* **READING TEXT**:
◆ ◆ ◆ ◆ ◆ ◆ ◆

All stimuli were generated in MATLAB (The MathWorks, Natick, MA) using the Psychophysics Toolbox (Brainard, 1997). Colored squares (51 pixels; range of 1.55° to 2.0° visual angle) served as memoranda. Squares could appear anywhere within an area of the monitor subtending approximately 10.3° to 13.35° horizontally and 7.9° to 9.8° vertically. Squares could appear in any of nine distinct colors, and colors were sampled without replacement within each trial (RGB values: red = 255 0 0; green = 0 255 0; blue = 0 0 255; magenta = 255 0 255; yellow = 255 255 0; cyan = 0 255 255; orange = 255 128 0; white = 255 255 255; black = 0 0 0). Participants were instructed to fixate a small black dot (approximate range: .36° to .47° of visual angle) at the center of the display.

◆ ◆ ◆ ◆ ◆ ◆ ◆

* **DATASET CONTENT**:

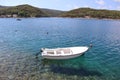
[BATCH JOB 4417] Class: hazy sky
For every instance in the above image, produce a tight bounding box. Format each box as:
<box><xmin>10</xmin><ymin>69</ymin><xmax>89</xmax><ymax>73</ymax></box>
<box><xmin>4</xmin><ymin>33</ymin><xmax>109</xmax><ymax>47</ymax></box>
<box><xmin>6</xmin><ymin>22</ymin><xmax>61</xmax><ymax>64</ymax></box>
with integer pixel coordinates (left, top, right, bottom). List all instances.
<box><xmin>0</xmin><ymin>0</ymin><xmax>120</xmax><ymax>10</ymax></box>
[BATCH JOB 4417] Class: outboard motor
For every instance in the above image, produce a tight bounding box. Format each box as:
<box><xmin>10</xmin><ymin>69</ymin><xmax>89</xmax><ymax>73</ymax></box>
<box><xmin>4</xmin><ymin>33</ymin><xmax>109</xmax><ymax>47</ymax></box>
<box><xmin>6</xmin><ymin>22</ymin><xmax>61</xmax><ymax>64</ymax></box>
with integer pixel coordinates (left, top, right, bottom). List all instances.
<box><xmin>90</xmin><ymin>44</ymin><xmax>93</xmax><ymax>48</ymax></box>
<box><xmin>40</xmin><ymin>48</ymin><xmax>44</xmax><ymax>52</ymax></box>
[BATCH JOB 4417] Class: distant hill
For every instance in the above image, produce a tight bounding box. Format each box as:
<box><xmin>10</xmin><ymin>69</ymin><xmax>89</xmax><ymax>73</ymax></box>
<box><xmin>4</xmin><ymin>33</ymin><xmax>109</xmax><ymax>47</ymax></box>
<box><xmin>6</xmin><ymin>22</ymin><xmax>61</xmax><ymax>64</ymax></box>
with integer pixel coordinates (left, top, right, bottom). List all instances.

◆ ◆ ◆ ◆ ◆ ◆ ◆

* **REQUIREMENT 1**: In the stimulus description, how many distinct colors could the squares appear in?
* **REQUIREMENT 2**: Repeat the stimulus description from "All stimuli were" up to and including "of the display.".

* **WRITTEN RESPONSE 1**: Nine.

* **WRITTEN RESPONSE 2**:
All stimuli were generated in MATLAB (The MathWorks, Natick, MA) using the Psychophysics Toolbox (Brainard, 1997). Colored squares (51 pixels; range of 1.55° to 2.0° visual angle) served as memoranda. Squares could appear anywhere within an area of the monitor subtending approximately 10.3° to 13.35° horizontally and 7.9° to 9.8° vertically. Squares could appear in any of nine distinct colors, and colors were sampled without replacement within each trial (RGB values: red = 255 0 0; green = 0 255 0; blue = 0 0 255; magenta = 255 0 255; yellow = 255 255 0; cyan = 0 255 255; orange = 255 128 0; white = 255 255 255; black = 0 0 0). Participants were instructed to fixate a small black dot (approximate range: .36° to .47° of visual angle) at the center of the display.